• _WORK REQUIRED_
Lay out the entire listing below as a numbered list with one entry per line, skipping blank lines. Leave any pictures out of the answer.

══ RECORD EXTRACTS

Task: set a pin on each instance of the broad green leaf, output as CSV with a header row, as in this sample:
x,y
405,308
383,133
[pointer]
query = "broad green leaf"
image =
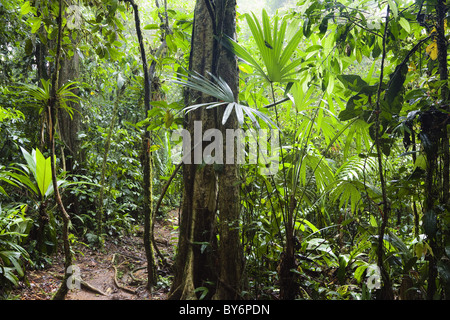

════

• _TASK RESULT_
1. Task: set a pin on each instance of the broad green leaf, output as CSV with a header row, as in this sample:
2. x,y
3. 405,308
4. 383,133
5. [pointer]
6. query = "broad green leaf"
7. image =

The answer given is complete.